All the records that follow need to be reproduced exactly. Omit the images.

Data extract →
===

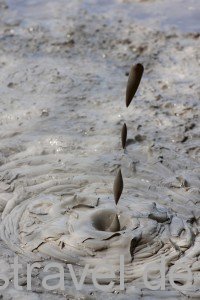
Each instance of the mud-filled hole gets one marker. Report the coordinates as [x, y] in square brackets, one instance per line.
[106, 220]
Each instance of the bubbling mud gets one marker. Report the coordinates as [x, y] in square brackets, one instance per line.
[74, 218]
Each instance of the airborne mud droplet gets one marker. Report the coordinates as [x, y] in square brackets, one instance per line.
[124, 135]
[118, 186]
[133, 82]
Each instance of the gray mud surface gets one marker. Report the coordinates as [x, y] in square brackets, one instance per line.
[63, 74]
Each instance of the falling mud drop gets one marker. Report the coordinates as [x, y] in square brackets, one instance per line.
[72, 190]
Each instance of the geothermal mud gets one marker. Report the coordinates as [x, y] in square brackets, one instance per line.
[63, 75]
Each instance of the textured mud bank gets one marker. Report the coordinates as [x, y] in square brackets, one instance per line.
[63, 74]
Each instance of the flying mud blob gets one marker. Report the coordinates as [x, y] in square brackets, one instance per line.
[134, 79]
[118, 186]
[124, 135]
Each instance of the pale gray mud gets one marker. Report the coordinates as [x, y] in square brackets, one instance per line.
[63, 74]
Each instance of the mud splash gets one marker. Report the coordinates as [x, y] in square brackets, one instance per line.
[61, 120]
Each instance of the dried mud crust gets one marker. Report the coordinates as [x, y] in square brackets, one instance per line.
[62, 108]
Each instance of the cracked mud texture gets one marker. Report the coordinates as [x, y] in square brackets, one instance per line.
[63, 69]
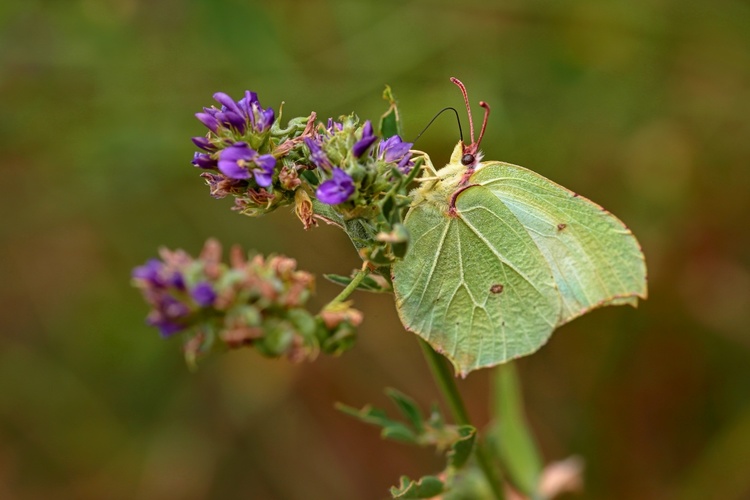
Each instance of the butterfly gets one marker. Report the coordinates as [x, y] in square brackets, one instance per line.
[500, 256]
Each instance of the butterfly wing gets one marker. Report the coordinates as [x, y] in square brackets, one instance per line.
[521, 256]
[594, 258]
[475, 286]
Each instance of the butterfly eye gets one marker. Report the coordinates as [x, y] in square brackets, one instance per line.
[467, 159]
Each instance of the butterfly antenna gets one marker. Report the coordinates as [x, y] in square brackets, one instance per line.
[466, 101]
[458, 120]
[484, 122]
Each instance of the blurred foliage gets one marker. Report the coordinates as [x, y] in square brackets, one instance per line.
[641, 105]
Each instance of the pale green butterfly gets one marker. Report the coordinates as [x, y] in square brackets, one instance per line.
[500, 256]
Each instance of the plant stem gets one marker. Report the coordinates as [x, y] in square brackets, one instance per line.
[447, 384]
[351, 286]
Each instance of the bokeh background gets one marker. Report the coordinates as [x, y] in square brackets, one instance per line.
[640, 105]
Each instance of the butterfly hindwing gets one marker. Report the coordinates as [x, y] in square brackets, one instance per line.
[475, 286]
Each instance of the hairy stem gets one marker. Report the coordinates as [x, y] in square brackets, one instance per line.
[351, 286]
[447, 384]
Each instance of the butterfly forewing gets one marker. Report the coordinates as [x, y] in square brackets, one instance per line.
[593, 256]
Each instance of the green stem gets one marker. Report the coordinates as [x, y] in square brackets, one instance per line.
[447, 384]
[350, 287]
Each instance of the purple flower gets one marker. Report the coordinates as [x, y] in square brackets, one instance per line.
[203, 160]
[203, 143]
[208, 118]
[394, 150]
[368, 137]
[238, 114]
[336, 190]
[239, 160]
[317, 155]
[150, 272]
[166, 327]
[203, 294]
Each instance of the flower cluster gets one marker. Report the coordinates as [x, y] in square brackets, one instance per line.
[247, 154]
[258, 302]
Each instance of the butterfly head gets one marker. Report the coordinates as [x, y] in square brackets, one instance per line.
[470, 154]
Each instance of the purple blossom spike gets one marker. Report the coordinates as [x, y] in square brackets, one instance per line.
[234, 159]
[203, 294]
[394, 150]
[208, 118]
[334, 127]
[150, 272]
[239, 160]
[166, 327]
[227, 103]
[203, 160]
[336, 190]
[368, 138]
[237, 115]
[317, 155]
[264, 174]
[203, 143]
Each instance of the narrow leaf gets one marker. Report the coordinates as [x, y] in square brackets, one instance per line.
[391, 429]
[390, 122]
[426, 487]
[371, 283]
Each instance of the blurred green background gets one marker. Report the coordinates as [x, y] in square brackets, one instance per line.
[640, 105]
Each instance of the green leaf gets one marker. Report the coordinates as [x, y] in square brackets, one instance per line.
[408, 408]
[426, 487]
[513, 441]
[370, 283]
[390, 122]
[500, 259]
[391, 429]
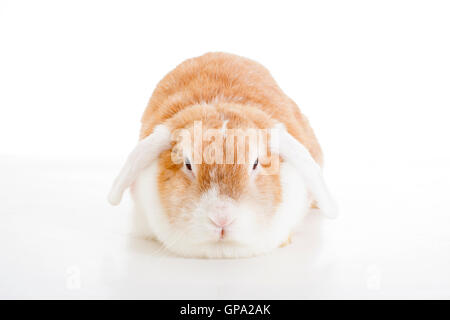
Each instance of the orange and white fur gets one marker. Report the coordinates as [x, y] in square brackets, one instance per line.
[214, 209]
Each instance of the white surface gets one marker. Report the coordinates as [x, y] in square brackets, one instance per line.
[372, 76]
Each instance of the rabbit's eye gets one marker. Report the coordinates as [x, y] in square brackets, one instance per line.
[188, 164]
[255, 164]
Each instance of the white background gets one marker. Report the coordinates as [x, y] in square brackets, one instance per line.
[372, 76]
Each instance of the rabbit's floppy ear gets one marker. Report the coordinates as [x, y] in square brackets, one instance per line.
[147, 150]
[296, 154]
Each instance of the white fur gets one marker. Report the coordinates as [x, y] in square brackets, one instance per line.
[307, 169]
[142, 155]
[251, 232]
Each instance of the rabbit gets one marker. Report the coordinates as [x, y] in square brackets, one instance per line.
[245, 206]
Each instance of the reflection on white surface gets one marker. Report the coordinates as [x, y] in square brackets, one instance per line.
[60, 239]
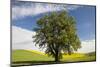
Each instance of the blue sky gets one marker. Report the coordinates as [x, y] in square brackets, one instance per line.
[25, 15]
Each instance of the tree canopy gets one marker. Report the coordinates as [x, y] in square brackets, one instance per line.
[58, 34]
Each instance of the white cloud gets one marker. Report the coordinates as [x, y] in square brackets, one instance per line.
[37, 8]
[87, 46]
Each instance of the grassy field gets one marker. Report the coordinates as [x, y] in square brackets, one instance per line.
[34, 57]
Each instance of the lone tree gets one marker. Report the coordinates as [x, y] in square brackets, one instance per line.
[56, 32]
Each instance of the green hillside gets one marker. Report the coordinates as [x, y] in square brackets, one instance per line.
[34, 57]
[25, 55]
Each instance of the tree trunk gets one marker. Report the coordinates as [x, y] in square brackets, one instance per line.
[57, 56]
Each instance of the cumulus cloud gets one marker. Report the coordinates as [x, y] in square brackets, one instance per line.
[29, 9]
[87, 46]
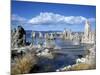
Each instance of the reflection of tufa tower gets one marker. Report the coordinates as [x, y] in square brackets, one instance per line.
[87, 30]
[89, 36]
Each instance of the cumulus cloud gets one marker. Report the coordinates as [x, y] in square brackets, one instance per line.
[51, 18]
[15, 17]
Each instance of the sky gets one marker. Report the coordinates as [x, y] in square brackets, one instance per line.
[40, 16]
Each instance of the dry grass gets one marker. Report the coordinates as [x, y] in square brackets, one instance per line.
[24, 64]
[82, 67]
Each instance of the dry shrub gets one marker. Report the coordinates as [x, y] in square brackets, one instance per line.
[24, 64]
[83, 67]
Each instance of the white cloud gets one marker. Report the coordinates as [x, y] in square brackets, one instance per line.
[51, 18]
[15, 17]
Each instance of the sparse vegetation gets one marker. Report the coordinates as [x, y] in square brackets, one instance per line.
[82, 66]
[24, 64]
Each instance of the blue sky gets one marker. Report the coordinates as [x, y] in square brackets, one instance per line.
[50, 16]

===

Result below →
Each instance of the mud-filled hole gets one marker. Report the coordinates as [x, y] in square brackets, one instance per line.
[106, 220]
Each instance of the bubbling mud gets one marker. Report the coordinates as [x, y] in square brackets, one instance per line.
[74, 218]
Each instance of the airborne mud droplet gets one marker. Report the coordinates as [x, y] in square brackets, one instance per line.
[124, 135]
[118, 186]
[133, 82]
Each instance of the gray mud surface gets one marker. Report the coordinates as [x, y] in square brackets, one instance per line.
[63, 74]
Each instance of the falling mud drop gets one marker. Report the coordinates as [x, y] in square brackets, one instance per line.
[72, 190]
Each instance of the geothermal mud gets one marker. Report the coordinates as [x, y] in square brackets, one instance per line.
[63, 75]
Each instance of the textured mud bank gets one marker. Report the coordinates as [x, y] in square brackets, one instance per line.
[63, 74]
Each instance of the flying mud blob gets one marker. Report the coordinates as [x, y] in square brackets, one instance per line.
[134, 79]
[118, 186]
[124, 135]
Each instance of the pale gray mud gets one marker. Report the coordinates as [x, y] in square brackets, one instance per line.
[63, 74]
Each instance of the mud splash gets one marker. Report the coordinates as [x, y] in square brackets, one instance per line.
[61, 120]
Each instance of the dried mud crust gets one marker. Report the coordinates as [x, y] in square brackets, one instance per line.
[62, 108]
Each instance of the cracked mud texture gets one marker. Report the coordinates as [x, y] in square brackets, one instance per line.
[63, 69]
Each instance of the butterfly gets one marker. Report the coordinates as [x, y] in square brackets, one instance per line.
[500, 256]
Each instance of the butterfly wing gets one marker. Report the coordinates as [x, y] in square brackets, one instance per line.
[521, 256]
[594, 258]
[475, 286]
Each instance of the butterfly eye gets one marker. Report the coordinates as [x, y] in square brackets, one instance per line.
[467, 159]
Each instance of the butterfly antenna gets one marker. Report the coordinates as [x, y] in square brackets, one instance per line.
[466, 101]
[458, 120]
[484, 122]
Each instance of the blurred foliage gets one marker. Report the coordinates as [x, y] in square brackets, one instance per line.
[641, 105]
Each instance of the pale green butterfly gets one marker. Report the coordinates as [x, y] in square brackets, one instance per line.
[500, 256]
Each instance of the plant stem gets one marker. Report the coordinates as [x, y] in square brackets, one instance per line.
[447, 384]
[351, 286]
Each instance of the bokeh background gets one marker. Report the coordinates as [x, y] in square brackets, one instance per line.
[640, 105]
Each instance of the butterfly hindwing gets one marker. Report the coordinates as [x, y] in square brackets, one instance per line.
[475, 286]
Each instance of the hairy stem gets one marker. Report the coordinates as [x, y] in square brackets, one instance per line.
[351, 286]
[447, 384]
Each instance of the butterfly forewing gets one marker. Report the coordinates as [x, y] in square brackets, one instance per line.
[593, 256]
Each instance of the green stem gets one marker. Report the coordinates as [x, y] in square brackets, one instance per line.
[447, 384]
[350, 287]
Each instance of the purple flower gets one marker. Report the coordinates as [x, y] in square brackets, one instance per line.
[203, 160]
[203, 143]
[208, 118]
[394, 150]
[368, 137]
[238, 114]
[336, 190]
[239, 160]
[317, 155]
[150, 272]
[166, 327]
[203, 294]
Each instance of the flower cluster gets one marker. Report the coordinates as [x, y] in square brackets, one instance per line.
[247, 154]
[258, 302]
Each instance of the butterfly head gets one marker. Report the coordinates as [x, y] in square brackets, one instance per line.
[470, 154]
Each instance of the purple blossom spike gets one marker. Report the coordinates as [x, y] in square brackets, one instance per line.
[234, 159]
[203, 294]
[394, 150]
[208, 118]
[334, 127]
[150, 272]
[239, 160]
[166, 327]
[227, 103]
[203, 160]
[336, 190]
[368, 138]
[237, 115]
[317, 155]
[264, 174]
[203, 143]
Each instance of the narrow leaf gets one marker. Report the coordinates as [x, y] in square brackets, one instance per line.
[391, 429]
[390, 122]
[426, 487]
[371, 283]
Each instance of the blurred green background gets one marker. Report the coordinates as [x, y] in square brackets, one instance per line.
[640, 105]
Each instance of the green leaf gets one marker. Report the coordinates as [x, y] in square brackets, one instance per line.
[408, 408]
[426, 487]
[513, 441]
[370, 283]
[390, 122]
[500, 259]
[391, 429]
Each instance of the orange and white fur gets one marker. Report the coordinates as [x, y] in square brackets, one instance per line.
[214, 209]
Each instance of the white surface gets one marker. Report the coordinates as [x, y] in square brackets, one instance per line.
[372, 76]
Each instance of the rabbit's eye gets one marker. Report the coordinates as [x, y] in square brackets, one instance per line.
[188, 164]
[255, 164]
Each instance of the white background gets one marker. Report the coordinates as [x, y] in square brackets, one instance per line.
[372, 76]
Each instance of the rabbit's floppy ear gets one marker. Report the coordinates as [x, y] in square brackets, one instance per line.
[147, 150]
[296, 154]
Each instance of the white fur gets one marker. Report the coordinates as [x, y] in square brackets, one instance per line.
[307, 169]
[142, 155]
[251, 232]
Each instance of the rabbit gets one marker. Report the coordinates as [x, y] in square brackets, one instance per line.
[245, 206]
Each instance of the reflection on white surface gets one marker. Report the coordinates as [x, y] in square brackets, one instance per line.
[60, 239]
Each instance of the blue sky gets one marker. Report the coordinates as [x, y] in square brackets, one instance per line.
[25, 15]
Each instance of the tree canopy gets one marker. Report the coordinates as [x, y] in square brackets, one instance per line.
[58, 34]
Each instance of the white cloud gets one marker. Report the coordinates as [x, y] in square brackets, one instance per line.
[37, 8]
[87, 46]
Each instance of the grassy field gets one marker. Report the coordinates as [x, y] in square brackets, one instance per line.
[34, 57]
Each instance of the lone tree gets one marker. Report the coordinates as [x, y] in square brackets, one instance per line.
[56, 32]
Each instance of the green hillside gets one marker. Report the coordinates as [x, y] in square brackets, one instance per line.
[34, 57]
[25, 55]
Each instance of the tree trunk gets one marker. Report the coordinates as [x, y] in square brackets, one instance per line.
[57, 56]
Each instance of the cumulus cloud gets one marker. Report the coordinates as [x, y] in square brackets, one instance per line.
[29, 9]
[87, 46]
Each instance of the reflection of tufa tower gets one marker. Report the coordinates as [x, y] in square brackets, one instance per line.
[87, 30]
[89, 36]
Each instance of the cumulus cloud gets one marker. Report the coordinates as [x, y] in square brackets, one instance per line.
[51, 18]
[15, 17]
Each instance of the sky gets one marker. Report the coordinates as [x, y] in square brackets, one instance per line.
[40, 16]
Each instance of the dry grass gets one marker. Report the coordinates as [x, y] in square brackets, one instance per line.
[24, 64]
[82, 67]
Each instance of the dry shrub gets one marker. Report the coordinates as [x, y] in square brackets, one instance per line.
[24, 64]
[83, 67]
Each instance of the white cloud gets one marker. Report the coordinates as [x, y] in square brackets, one instance per line.
[51, 18]
[15, 17]
Each instance of the sparse vegetation gets one marker. Report the coordinates as [x, y] in square brackets, one instance per line.
[82, 66]
[24, 64]
Each instance of the blue sky gets one marker. Report the coordinates as [x, y] in square brackets, one instance per line.
[50, 16]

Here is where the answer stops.